Opdrachtdoel = Schrijf uit de tekst over het wijzigen van een arbeidsovereenkomst letterlijk het gedeelte over dat begint bij de woorden "Geen overeenstemming met" en stop na "werkgever staakt loonbetaling.".

Tekstfragment =
In 1998 heeft de Hoge Raad een regel ontwikkeld dat de werknemer op een redelijk voorstel tot wijziging van de arbeidsovereenkomst in het algemeen positief behoort te reageren. Daarnaast is er artikel 7:613 BW, dat de mogelijkheid regelt voor een werkgever om de inhoud van een arbeidsovereenkomst eenzijdig te wijzigen. Dit wijzigingsbeding moet schriftelijk worden overeengekomen.
Geen overeenstemming met werkgever
Een bedrijf wordt overgenomen en de technisch directeur van het overgenomen krijgt een functie van adviseur/tweede man in de nieuwe organisatie aangeboden. Hij accepteert deze functiewijziging niet en kan geen overeenstemming bereiken met zijn werkgever. Hij schort zijn arbeidsverplichtingen op, maar vordert wel doorbetaling van het loon en twee bonussen. De werkgever staakt loonbetaling.

Gegevensuittreksel =
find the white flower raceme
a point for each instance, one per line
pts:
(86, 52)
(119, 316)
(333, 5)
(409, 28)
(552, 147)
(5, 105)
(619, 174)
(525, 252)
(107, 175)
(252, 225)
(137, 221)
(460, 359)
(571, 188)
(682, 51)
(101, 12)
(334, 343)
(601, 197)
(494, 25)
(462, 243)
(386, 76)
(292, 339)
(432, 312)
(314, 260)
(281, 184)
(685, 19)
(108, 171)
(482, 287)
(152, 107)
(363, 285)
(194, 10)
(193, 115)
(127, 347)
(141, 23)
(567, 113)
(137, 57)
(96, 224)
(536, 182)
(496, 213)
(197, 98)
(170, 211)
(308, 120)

Verwacht antwoord =
Geen overeenstemming met werkgever
Een bedrijf wordt overgenomen en de technisch directeur van het overgenomen krijgt een functie van adviseur/tweede man in de nieuwe organisatie aangeboden. Hij accepteert deze functiewijziging niet en kan geen overeenstemming bereiken met zijn werkgever. Hij schort zijn arbeidsverplichtingen op, maar vordert wel doorbetaling van het loon en twee bonussen. De werkgever staakt loonbetaling.